**ВЫБРАННЫЙ ТЕКСТ**
+ + + + + + +

Она начинает читать дневники пользователей ЖЖ и комментарии,
оставляемые посетителями дневников. Интернетные персонажи
начинают казаться ей участниками какого-то тайного
политического заговора. А себя она видит в роли сыщика, пытающегося этот
заговор раскрыть. С одним из популярных участников проекта
у Макаровой даже завязывается любовная переписка. В финале
романа героиня, оказавшись в одном кафе с ЖЖ-пользователями,
встречает своего виртуального друга.

Романы Бавильского, как мне кажется, являются весьма важными и
симптоматичными для современной русской прозы. Нас заставляют
переместиться в сознание персонажа и взглянуть на мир его
глазами, почувствовать нюансы переживаний и те импульсы, которые
их рождают. Это задача традиционной психологической прозы.

+ + + + + + +

**Записи с разметкой местоположения**
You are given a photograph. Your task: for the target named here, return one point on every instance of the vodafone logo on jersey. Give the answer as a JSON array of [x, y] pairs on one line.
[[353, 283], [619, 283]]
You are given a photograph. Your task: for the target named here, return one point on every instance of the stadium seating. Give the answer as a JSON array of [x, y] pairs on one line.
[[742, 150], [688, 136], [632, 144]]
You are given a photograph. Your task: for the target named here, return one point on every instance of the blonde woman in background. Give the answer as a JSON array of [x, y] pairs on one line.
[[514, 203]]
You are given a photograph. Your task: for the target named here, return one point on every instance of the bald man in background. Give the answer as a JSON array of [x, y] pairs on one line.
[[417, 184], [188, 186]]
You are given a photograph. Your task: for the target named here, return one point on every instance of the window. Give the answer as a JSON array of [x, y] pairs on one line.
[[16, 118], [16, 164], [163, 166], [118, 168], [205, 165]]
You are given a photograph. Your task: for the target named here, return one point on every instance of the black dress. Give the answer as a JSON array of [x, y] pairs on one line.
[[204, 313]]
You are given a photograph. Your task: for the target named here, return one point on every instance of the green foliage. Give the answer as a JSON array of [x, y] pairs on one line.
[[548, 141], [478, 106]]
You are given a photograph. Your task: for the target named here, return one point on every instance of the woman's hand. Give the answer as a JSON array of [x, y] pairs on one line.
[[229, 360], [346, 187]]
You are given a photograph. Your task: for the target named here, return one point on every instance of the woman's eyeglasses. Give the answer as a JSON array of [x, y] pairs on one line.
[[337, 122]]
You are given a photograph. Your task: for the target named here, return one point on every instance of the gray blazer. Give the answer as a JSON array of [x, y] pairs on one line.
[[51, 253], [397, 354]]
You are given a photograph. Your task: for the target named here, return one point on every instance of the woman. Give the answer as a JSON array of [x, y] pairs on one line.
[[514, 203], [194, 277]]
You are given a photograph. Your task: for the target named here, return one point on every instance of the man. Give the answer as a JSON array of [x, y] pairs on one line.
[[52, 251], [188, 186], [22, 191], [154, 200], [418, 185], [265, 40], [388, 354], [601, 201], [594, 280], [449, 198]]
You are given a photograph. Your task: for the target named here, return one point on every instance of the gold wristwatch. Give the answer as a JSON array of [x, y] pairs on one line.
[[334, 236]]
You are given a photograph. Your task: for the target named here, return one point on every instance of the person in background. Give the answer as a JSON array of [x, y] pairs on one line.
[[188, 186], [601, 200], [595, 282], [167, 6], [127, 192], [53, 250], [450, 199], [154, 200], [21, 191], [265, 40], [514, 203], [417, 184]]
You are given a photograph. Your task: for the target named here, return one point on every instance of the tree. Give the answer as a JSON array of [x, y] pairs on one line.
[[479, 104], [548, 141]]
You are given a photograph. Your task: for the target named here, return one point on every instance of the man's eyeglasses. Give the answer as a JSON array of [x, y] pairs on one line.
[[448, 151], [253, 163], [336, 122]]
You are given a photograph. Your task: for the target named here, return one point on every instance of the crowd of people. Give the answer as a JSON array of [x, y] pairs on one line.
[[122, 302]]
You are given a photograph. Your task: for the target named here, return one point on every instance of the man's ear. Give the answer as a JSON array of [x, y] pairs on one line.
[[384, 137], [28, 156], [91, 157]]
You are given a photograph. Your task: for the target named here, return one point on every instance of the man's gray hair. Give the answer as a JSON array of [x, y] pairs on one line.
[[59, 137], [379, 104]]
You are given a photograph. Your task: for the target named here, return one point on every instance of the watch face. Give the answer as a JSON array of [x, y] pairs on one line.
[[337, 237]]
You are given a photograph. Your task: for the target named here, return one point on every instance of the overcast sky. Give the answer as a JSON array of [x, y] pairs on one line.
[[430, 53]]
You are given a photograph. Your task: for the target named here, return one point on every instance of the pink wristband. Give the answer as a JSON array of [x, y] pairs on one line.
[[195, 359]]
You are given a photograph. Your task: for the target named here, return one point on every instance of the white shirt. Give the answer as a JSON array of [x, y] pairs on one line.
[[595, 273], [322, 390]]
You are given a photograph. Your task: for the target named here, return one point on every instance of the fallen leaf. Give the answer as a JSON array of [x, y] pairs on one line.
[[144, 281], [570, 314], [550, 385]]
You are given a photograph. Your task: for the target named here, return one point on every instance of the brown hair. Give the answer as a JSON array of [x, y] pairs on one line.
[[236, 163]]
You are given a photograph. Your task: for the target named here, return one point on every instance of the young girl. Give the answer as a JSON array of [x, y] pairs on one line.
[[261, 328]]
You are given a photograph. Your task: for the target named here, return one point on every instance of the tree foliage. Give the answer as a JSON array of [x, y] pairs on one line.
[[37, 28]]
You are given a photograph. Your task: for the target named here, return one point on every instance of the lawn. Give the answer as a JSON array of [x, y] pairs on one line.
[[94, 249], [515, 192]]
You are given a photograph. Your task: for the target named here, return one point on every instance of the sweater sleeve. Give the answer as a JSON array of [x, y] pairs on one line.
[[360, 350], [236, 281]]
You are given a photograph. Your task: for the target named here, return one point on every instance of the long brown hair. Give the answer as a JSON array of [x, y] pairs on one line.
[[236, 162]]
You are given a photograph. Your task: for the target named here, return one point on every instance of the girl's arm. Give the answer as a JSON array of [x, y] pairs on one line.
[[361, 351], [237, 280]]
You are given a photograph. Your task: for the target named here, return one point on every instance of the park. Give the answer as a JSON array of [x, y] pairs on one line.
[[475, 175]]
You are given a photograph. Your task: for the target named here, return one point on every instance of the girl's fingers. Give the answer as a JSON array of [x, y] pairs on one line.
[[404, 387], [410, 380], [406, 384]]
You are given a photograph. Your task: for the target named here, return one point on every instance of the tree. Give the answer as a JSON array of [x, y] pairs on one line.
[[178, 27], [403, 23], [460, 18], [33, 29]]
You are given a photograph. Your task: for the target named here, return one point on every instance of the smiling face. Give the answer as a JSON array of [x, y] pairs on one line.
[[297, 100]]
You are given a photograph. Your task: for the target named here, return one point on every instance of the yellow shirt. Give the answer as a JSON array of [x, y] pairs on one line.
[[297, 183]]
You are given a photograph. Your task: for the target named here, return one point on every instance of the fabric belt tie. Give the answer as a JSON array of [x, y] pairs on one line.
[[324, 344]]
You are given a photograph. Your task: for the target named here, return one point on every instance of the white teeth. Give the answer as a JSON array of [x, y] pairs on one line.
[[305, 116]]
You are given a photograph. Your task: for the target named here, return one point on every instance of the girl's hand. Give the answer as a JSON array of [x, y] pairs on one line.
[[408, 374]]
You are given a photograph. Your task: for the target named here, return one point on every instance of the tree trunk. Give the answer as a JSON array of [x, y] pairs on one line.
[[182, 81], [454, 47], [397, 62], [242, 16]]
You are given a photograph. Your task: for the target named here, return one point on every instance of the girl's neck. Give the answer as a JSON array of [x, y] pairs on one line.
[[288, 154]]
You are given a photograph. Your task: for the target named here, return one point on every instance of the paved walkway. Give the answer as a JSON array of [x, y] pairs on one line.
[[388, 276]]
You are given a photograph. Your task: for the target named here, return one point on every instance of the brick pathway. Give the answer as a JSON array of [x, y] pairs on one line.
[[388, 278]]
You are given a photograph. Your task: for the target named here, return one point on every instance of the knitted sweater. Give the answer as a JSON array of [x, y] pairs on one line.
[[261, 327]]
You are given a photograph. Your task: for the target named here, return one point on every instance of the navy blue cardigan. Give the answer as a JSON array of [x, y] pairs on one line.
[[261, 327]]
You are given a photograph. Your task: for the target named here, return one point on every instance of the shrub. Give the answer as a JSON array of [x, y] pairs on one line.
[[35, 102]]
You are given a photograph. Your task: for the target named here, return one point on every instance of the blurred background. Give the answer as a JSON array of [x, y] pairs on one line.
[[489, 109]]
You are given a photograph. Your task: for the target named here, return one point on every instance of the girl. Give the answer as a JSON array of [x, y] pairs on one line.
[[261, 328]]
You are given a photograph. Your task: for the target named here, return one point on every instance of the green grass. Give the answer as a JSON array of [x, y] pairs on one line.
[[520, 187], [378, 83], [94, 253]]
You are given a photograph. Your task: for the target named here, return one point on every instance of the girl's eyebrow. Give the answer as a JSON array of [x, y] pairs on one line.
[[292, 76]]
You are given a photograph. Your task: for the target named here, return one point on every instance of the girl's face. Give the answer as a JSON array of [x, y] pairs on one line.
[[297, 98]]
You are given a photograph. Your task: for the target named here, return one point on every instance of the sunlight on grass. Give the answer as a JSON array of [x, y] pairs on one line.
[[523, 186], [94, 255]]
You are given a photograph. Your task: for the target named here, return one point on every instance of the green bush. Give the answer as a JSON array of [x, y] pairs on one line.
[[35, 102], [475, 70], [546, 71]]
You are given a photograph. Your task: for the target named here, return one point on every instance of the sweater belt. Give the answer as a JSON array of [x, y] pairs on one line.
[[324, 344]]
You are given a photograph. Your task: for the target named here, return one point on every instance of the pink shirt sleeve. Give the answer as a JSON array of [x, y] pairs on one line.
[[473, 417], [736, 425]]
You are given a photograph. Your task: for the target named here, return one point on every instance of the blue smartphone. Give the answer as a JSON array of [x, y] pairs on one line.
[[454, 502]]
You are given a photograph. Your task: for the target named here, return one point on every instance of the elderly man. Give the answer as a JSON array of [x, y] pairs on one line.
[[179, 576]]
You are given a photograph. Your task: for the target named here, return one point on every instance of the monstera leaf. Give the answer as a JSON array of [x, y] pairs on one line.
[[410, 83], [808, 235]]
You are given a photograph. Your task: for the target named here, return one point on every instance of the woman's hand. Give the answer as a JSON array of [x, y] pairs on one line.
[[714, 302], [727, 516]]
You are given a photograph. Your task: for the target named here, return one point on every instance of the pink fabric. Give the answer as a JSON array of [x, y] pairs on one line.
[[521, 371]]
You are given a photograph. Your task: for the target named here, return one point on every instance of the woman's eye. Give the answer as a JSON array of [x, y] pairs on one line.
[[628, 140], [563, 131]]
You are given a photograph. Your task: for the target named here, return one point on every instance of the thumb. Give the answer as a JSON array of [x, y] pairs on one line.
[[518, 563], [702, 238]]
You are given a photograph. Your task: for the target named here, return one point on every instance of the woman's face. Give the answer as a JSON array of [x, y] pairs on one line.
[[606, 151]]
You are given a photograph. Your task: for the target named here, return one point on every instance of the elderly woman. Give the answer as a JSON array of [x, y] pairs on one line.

+ + + + + + +

**ПИСЬМЕННОЕ ЗАДАНИЕ**
Ответьте на вопросы по выбранному тексту:
1. Чьи дневники начинает читать героиня?
2. В какой роли она видит себя?
3. Для какой прозы автор считает романы Бавильского важными и симптоматичными?

**ПРАВИЛЬНЫЙ ОТВЕТ**
1. Дневники пользователей ЖЖ.
2. В роли сыщика, который пытается раскрыть заговор.
3. Для современной русской прозы.